DATASET EXCERPTS:
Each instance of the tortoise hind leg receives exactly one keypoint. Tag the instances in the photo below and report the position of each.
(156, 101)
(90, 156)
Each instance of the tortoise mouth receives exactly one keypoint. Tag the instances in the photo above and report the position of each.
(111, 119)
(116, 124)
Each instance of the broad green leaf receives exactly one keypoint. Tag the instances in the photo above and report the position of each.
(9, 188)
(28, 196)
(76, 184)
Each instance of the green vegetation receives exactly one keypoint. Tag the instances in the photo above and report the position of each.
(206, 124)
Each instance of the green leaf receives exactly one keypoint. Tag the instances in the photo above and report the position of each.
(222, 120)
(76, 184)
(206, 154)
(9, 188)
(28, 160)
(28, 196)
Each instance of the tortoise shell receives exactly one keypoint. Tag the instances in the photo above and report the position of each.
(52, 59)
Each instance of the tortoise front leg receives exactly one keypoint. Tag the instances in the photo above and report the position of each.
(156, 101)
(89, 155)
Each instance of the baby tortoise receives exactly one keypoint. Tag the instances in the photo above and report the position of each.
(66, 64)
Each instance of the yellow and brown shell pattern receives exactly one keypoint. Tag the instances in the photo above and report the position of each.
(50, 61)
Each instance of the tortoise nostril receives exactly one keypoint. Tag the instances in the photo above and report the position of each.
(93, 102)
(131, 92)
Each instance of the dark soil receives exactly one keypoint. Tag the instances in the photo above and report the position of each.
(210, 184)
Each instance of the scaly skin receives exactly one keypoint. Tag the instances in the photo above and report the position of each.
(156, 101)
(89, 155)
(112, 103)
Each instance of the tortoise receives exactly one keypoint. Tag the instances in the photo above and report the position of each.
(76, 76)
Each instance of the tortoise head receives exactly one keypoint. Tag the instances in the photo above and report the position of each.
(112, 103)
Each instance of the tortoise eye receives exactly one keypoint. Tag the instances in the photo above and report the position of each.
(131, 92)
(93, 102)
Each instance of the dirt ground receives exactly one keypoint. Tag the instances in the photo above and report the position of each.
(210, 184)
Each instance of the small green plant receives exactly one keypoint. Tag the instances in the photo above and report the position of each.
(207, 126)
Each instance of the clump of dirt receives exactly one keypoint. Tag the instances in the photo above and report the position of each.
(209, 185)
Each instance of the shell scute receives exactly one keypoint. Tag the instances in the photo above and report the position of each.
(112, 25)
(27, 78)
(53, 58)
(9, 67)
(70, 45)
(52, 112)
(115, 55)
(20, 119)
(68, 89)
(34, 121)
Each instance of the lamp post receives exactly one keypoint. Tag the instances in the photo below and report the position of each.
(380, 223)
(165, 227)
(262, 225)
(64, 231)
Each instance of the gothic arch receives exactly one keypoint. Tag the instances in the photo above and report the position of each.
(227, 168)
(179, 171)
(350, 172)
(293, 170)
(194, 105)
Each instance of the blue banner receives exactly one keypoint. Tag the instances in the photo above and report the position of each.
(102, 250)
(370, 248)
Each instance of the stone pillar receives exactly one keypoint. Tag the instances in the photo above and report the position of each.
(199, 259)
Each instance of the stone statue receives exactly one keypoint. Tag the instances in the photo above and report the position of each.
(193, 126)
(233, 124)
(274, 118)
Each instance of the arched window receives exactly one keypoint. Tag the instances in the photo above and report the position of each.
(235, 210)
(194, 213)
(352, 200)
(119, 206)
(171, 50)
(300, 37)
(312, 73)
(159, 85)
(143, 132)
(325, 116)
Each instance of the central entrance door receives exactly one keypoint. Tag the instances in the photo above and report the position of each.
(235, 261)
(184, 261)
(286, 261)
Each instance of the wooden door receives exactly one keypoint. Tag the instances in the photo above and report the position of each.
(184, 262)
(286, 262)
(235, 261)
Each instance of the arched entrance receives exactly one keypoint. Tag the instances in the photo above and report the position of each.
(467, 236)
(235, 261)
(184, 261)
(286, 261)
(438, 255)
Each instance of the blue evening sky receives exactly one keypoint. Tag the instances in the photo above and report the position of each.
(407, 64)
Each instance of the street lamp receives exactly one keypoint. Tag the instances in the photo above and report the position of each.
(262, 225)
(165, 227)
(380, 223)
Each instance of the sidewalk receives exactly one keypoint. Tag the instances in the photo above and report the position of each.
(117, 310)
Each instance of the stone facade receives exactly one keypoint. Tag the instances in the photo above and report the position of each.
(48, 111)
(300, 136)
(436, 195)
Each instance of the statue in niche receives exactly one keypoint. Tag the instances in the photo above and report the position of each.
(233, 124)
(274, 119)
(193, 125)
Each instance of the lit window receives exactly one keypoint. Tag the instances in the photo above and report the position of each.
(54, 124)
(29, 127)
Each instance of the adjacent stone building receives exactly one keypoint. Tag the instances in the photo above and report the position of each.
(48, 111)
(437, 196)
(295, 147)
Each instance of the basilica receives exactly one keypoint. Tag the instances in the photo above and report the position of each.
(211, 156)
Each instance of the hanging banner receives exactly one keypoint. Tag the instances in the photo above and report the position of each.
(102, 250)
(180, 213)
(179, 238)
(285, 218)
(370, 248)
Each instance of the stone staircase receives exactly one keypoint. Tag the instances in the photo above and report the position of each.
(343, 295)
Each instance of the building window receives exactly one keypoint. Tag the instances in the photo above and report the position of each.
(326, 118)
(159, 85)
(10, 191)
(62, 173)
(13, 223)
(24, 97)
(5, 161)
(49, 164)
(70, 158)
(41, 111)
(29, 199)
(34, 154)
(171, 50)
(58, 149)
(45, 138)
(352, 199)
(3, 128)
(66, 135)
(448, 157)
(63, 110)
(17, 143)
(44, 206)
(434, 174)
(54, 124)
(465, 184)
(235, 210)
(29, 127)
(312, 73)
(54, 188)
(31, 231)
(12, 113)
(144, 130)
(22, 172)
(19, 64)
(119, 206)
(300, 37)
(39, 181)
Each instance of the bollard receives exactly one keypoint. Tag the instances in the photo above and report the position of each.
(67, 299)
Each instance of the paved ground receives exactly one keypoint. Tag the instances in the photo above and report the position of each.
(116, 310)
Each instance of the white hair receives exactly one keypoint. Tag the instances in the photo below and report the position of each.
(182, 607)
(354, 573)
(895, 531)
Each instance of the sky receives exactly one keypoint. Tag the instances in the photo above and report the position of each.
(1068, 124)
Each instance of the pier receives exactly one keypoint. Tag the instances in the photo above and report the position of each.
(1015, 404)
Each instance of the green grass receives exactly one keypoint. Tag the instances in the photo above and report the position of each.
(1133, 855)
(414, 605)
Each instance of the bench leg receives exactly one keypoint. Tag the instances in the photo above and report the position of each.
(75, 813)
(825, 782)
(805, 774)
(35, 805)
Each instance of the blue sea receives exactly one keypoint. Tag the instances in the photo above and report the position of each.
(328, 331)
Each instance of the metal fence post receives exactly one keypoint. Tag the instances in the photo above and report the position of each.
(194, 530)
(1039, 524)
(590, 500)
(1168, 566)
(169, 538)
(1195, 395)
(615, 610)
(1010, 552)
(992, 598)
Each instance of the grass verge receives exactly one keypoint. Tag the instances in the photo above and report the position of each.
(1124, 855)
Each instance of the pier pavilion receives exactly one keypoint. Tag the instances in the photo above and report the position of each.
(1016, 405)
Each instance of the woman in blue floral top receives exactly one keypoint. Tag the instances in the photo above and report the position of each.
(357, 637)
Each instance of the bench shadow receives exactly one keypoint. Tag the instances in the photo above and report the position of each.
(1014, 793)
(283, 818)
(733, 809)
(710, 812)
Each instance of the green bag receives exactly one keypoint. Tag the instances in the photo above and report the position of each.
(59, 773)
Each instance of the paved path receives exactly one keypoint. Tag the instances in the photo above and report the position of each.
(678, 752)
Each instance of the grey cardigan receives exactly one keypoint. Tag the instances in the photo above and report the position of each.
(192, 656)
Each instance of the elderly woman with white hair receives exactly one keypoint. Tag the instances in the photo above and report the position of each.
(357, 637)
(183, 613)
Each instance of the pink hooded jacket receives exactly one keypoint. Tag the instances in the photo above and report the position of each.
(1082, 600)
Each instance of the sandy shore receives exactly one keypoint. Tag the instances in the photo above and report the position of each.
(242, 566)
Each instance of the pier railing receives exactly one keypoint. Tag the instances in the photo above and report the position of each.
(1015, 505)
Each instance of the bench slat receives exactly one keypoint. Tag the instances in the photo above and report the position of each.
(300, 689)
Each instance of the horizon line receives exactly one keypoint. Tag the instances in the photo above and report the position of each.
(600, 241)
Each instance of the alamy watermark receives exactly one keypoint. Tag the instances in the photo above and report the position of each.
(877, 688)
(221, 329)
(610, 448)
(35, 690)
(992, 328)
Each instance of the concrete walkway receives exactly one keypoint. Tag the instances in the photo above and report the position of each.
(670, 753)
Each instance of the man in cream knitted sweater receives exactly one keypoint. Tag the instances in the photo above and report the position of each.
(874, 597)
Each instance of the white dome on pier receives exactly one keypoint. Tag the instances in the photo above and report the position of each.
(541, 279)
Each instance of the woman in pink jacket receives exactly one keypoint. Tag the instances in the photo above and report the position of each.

WORK ORDER: Tail of the listing, starting at the line with "Each instance of the man" and ending at the last line: output it exactly and add nothing.

RESPONSE:
Each instance of the man in cream knitted sweater receives exactly one keypoint. Tag the instances in the photo above and report the position of each.
(874, 597)
Each instance of the white dome on pier receives exactly one keypoint. Tag the instances in the photo above and report the position of each.
(541, 279)
Each instance of the woman in pink jacket receives exactly one keypoint. Tag the instances in the photo above and report the position of each.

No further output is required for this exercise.